§ Aim of the exercise:
Would you return each entry exactly as written, omitting any pictures?
+++ Entries shown +++
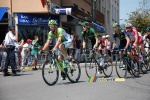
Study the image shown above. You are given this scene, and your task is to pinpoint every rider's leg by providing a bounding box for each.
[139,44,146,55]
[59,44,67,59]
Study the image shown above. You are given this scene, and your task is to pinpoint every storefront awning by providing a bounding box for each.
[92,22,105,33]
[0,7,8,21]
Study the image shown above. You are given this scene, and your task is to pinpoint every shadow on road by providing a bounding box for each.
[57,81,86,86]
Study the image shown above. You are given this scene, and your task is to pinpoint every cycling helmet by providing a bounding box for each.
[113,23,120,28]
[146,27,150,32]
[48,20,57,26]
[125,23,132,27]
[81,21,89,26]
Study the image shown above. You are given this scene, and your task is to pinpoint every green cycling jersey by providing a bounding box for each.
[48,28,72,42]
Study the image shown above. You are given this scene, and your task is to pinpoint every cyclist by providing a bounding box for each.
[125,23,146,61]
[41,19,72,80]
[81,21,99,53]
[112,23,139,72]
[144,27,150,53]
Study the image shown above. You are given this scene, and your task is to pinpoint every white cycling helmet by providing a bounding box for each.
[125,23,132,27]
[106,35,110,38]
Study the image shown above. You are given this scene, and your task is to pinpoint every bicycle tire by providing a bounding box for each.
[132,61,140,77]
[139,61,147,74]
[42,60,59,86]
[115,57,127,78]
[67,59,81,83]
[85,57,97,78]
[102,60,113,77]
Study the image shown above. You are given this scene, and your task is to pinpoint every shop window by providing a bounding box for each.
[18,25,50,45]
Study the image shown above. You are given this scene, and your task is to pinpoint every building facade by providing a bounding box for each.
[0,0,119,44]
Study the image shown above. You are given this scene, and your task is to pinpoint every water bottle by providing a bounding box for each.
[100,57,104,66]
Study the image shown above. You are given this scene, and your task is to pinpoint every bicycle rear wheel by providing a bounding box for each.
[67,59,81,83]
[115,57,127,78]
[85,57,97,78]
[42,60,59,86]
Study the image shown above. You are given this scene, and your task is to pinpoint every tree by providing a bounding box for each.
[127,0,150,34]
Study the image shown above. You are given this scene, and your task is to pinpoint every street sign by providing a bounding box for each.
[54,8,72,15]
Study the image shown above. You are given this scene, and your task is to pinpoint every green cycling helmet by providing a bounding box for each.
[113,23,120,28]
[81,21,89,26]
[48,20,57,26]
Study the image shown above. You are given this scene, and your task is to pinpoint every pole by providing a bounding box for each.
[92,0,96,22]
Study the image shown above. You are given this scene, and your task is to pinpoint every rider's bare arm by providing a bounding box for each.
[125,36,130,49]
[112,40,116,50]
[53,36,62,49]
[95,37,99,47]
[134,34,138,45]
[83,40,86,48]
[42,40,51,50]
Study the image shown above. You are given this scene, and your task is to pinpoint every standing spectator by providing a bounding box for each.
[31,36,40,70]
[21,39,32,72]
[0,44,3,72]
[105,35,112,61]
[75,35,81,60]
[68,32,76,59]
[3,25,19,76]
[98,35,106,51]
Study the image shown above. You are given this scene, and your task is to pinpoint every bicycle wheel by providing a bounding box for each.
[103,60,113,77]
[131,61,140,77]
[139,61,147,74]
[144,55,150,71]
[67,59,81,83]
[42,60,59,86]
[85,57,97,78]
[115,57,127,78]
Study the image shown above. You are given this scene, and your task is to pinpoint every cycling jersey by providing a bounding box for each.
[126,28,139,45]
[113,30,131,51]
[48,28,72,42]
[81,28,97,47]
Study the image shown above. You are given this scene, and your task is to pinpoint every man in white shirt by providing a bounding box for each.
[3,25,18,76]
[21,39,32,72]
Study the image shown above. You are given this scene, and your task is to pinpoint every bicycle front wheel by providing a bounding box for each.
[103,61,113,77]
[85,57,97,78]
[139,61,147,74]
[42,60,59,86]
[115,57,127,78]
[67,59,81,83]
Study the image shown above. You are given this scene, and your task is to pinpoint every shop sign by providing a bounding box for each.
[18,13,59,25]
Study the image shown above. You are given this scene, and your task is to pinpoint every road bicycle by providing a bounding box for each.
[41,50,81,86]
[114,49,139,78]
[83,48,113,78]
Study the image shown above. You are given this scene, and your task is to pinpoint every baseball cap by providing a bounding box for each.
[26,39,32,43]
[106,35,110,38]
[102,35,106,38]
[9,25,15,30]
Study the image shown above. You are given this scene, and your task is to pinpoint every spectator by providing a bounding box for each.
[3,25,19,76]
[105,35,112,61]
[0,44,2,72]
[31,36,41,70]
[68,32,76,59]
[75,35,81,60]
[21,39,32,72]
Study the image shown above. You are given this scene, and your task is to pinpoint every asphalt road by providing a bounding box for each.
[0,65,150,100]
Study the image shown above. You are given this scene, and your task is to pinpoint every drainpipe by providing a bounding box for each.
+++
§ The answer:
Study the image shown above. You are given this scene, and your task is to pinpoint every rider's leg by providing a bounding box for each.
[139,44,146,55]
[59,44,67,59]
Study the image shown above. You are given this scene, and your task is to pinpoint every storefront awning by providing a bounding box for each.
[92,22,105,33]
[0,7,8,21]
Study the image shown above. You are given this scene, and your task is to pinpoint every shadow on road by providing a bounding box for each.
[57,81,86,86]
Study the image shown above. You are given this scene, and your task is to pinpoint every cycling helmet by providing a bounding box for each.
[113,23,120,28]
[146,27,150,32]
[48,20,57,26]
[125,23,132,27]
[81,21,89,26]
Study the image shown above. You are given this scene, and your task is to pinpoint every green cycling jersey by providing a bounding box for each.
[48,28,72,42]
Study the image shown above. You are given this scene, and your task is to pinpoint every cyclist by providing a bounding box for each.
[125,23,146,61]
[41,19,72,80]
[81,21,99,53]
[112,23,139,72]
[144,27,150,53]
Study the image shown above. You are given this scene, and your task is to pinpoint every white cycling helmet by providing a bounding box for each.
[125,23,132,27]
[106,35,110,38]
Study the image shown above. You are given this scene, and your task is to pinpoint every bicycle tire by providing a bounding box for each.
[132,61,140,77]
[139,61,147,74]
[42,60,59,86]
[115,57,127,78]
[67,59,81,83]
[85,57,97,78]
[102,60,113,77]
Study the image shown above. You are given this scene, and your task is to pinpoint every shop window by providing a bounding box for each.
[18,25,50,45]
Study the image shown above. You are given this scene, and your task is to pinpoint every building facade by providing a bounding box for each.
[0,0,119,44]
Study the image shown above. You are given this scene, and your task is to pinpoint every water bottle by providing a bounding box for each.
[100,57,104,66]
Study the image shown above. You are given this scene, and your task is to pinpoint every bicycle rear wheel by providing a bounding box for each.
[67,59,81,83]
[115,57,127,78]
[85,57,97,78]
[42,60,59,86]
Study the image shown above. You are given this scene, and your task is to pinpoint every tree by providing a bounding box for each.
[127,0,150,34]
Study the image shown above. You are given this scene, and your task is to pinpoint every street sign by providing a bounding box for each.
[54,8,72,15]
Study the image shown above. You are given this scene, and your task is to pinpoint every green cycling helmet by providing a bounding box for each.
[113,23,120,28]
[81,21,89,26]
[48,20,57,26]
Study the image shown above. You are given this scene, and your task is to pinpoint every pole by providing a bounding box for each.
[92,0,96,22]
Study the image shown above. You are given this scene, and your task is to pinpoint every rider's bare arm by providing a bounding box for each.
[125,36,130,49]
[112,40,116,50]
[53,36,62,49]
[95,37,99,47]
[134,34,138,45]
[83,40,86,48]
[42,40,51,50]
Study the image shown above. You are given this scene, and your task is to pinpoint every standing spectator by providing a bounding box for each.
[31,36,40,70]
[21,39,32,72]
[0,44,3,72]
[105,35,112,61]
[75,35,81,60]
[68,32,76,59]
[3,25,19,76]
[98,35,106,51]
Study the image shown above. You are given this scene, and your task is to pinpoint every bicycle wheel by providing a bounding box for each.
[103,60,113,77]
[131,61,140,77]
[139,61,147,74]
[144,55,150,71]
[67,59,81,83]
[42,60,59,86]
[85,57,97,78]
[115,57,127,78]
Study the image shown above. You are given this scene, and your task is to pinpoint every cycling jersey by providing a bounding box for each.
[126,28,139,45]
[113,30,131,51]
[48,28,72,42]
[81,28,97,47]
Study the image shown above. You are given this scene, and your task is to pinpoint every man in white shirt by providing a bounding box for each.
[3,25,18,76]
[21,39,32,72]
Study the image shown above. You are given this scene, and your task is to pinpoint every bicycle front wheel by providing a bounding box for each.
[103,61,113,77]
[85,57,97,78]
[139,61,147,74]
[42,60,59,86]
[115,57,127,78]
[67,59,81,83]
Study the image shown above. You are given this scene, and your task is to pinpoint every shop sign by providing a bounding box for each.
[18,13,59,25]
Study the image shown above. You are given this scene, and your task is to pinpoint every road bicycle by providing a bounding box for each.
[41,50,81,86]
[114,49,139,78]
[83,48,113,78]
Study the image shown above. You are given this scene, and your task is to pinpoint every baseball cap by providing a bounding box for each.
[26,39,32,43]
[106,35,110,38]
[102,35,106,38]
[9,25,15,30]
Study the image shown above. You are given this scene, and your task is to pinpoint every spectator by providing a bounding box for each.
[3,25,19,76]
[105,35,112,61]
[0,44,2,72]
[31,36,41,70]
[68,32,76,59]
[75,35,81,60]
[21,39,32,72]
Study the image shown above. You are given this scene, and your task is to pinpoint every asphalt road by providing a bounding box for each.
[0,65,150,100]
Study the image shown above. You are given this scene, and your task is to pinpoint every drainpipe by providing a bounding box for each.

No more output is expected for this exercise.